• **Short task 1**: Copy everything from "Then figure out" down to "assumption of ~q." in the post on working through a Fitch proof.
-- START Supplied passage --
I"m not super familiar with fitch, but here's how I would do it:

First, assume the assumption we are given.

Then figure out the likely path to the conclusion. Given our conclusion is a conditional, there's two or three basic ways to wind up with that. First, there's Material Implication (~a v b |- a -> b). Second, there's conditional introduction -- take an argument that begins with an assumption and bring it down a level as a conditional. Third, there's having it come out of some larger expression.

In this case, the only viable candidate is conditional introduction. Thus, our second line should be the assumption of ~q.

Our next question is how to get to ~p. To end up with a not, we can either do something like DeMorgan's or conditional implication or discharge an assumption due to contradiction. Here, we are going to do the latter.
-- END Supplied passage --
• **Short task 2**: Rewrite the records below with "green tree" changed to "tall tree", leaving everything else the same. Leave the pictures out of your answer.
-- START Task input --
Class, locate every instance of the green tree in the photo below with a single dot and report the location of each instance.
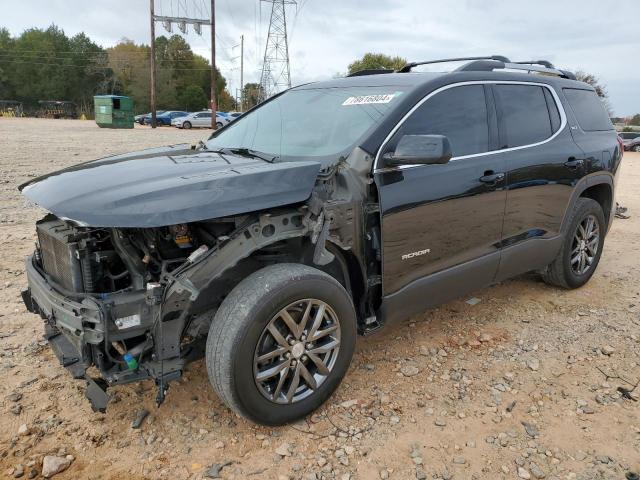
(7, 45)
(376, 61)
(251, 95)
(192, 98)
(600, 89)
-- END Task input --
• **Final result 1**:
Then figure out the likely path to the conclusion. Given our conclusion is a conditional, there's two or three basic ways to wind up with that. First, there's Material Implication (~a v b |- a -> b). Second, there's conditional introduction -- take an argument that begins with an assumption and bring it down a level as a conditional. Third, there's having it come out of some larger expression.

In this case, the only viable candidate is conditional introduction. Thus, our second line should be the assumption of ~q.

• **Final result 2**:
Class, locate every instance of the tall tree in the photo below with a single dot and report the location of each instance.
(7, 45)
(376, 61)
(251, 95)
(192, 98)
(600, 89)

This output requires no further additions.